→ **ZITIERTER TEXT**:
________________________
Wie sieht die rechtliche Lage aus? Hinweise für Erben

Die rechtliche Lage beim digitalen Nachlass ist komplex. Nach den allgemeinen deutschen Rechtsvorschriften gehen Verträge der Verstorbenen grundsätzlich mit allen Rechten und Pflichten auf deren Erben über. So müssen beispielsweise online abgeschlossene und fortbestehende Verträge wie kostenpflichtige Mitgliedschaften weiter bezahlt oder gekündigt werden. Auch Online-Käufe, die von Verstorbenen vor ihrem Tod getätigt wurden, müssen von den Erben bezahlt werden, sofern ein Widerruf nicht möglich ist und der Verkäufer keine anderweitige Lösung akzeptiert. Aus Kulanz oder aufgrund einer vertraglichen Vereinbarung können Unternehmen bei laufenden Verträgen im Todesfall den Erben ein Sonderkündigungsrecht gewähren. Die Erben können jedoch erst handeln, wenn sie Kenntnis von etwaigen kostenpflichtigen Vertragsverhältnissen haben.

Schwieriger kann es für die Erben werden, wenn sie auf die Inhalte der Online-Konten von Verstorbenen zugreifen möchten. In der Praxis können Erben zwar meist ohne Probleme die Löschung von Konten der verstorbenen Person erreichen. Je nach Anbieter benötigen sie hierzu verschiedene Nachweise und Urkunden, zum Beispiel eine Sterbeurkunde oder einen Erbschein. Sie erhalten in vielen Fällen aber keinen umfassenden Zugang zu den gespeicherten Daten und Kommunikationsinhalten des Verstorbenen, falls dieser zu Lebzeiten nicht ausdrücklich geregelt hat, was im Hinblick auf Bild- und Videomaterial, Kontaktlisten, Nachrichten usw. im Todesfall geschehen soll. Die Anbieter berufen sich in solchen Fällen oftmals auf das sogenannte postmortale Persönlichkeitsrecht, welches besagt, dass die oder der Verstorbene noch Rechte über den Tod hinaus hat und nicht herabgewürdigt oder bloßgestellt werden darf. Hinzu kommt, dass über die Online-Konten oft auch mit Dritten kommuniziert wurde – auch deren Daten sind grundsätzlich geschützt. Darüber hinaus sind Betreiber von vielen Internetdiensten nicht in Deutschland ansässig und berufen sich deshalb auf EU-, bzw. ausländisches Recht. Dies kann im Einzelfall weitere Fragen und Probleme aufwerfen.
________________________
→ **GESPEICHERTE DATENSÄTZE**:

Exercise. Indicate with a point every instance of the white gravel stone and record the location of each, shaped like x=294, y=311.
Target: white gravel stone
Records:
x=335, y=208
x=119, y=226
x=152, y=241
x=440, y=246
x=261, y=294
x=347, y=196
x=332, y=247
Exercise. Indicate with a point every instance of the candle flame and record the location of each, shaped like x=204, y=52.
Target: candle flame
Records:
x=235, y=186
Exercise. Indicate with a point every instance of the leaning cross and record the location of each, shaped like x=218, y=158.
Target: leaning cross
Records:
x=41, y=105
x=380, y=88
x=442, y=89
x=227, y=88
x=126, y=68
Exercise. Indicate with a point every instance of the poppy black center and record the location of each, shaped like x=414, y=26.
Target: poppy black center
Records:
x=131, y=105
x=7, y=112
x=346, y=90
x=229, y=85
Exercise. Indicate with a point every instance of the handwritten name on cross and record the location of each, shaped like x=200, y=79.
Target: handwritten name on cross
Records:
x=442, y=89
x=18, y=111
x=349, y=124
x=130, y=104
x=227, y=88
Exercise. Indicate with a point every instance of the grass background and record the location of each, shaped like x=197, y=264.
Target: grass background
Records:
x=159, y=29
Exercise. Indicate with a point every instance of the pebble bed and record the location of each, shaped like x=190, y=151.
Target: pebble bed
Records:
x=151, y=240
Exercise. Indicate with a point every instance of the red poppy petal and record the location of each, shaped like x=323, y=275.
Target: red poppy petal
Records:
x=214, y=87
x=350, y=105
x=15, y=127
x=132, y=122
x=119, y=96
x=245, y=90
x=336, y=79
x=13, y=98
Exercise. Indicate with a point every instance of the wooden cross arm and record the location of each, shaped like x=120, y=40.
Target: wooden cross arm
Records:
________________________
→ **ARBEITSAUFTRAG 1**: Für welche Inhalte sollten Verstorbene laut dem zitierten Text schon zu Lebzeiten ausdrücklich festlegen, was im Todesfall mit ihnen geschieht? Nenne alle im Text aufgeführten.
→ **ARBEITSAUFTRAG 2**: Gib diesen Satz aus dem zitierten Text auf Englisch wieder: „In der Praxis können Erben zwar meist ohne Probleme die Löschung von Konten der verstorbenen Person erreichen.“

→ **RICHTIGE ANTWORT 1**: Bild- und Videomaterial, Kontaktlisten, Nachrichten

→ **RICHTIGE ANTWORT 2**: In practice, heirs can usually get the deceased person's accounts deleted without any problems.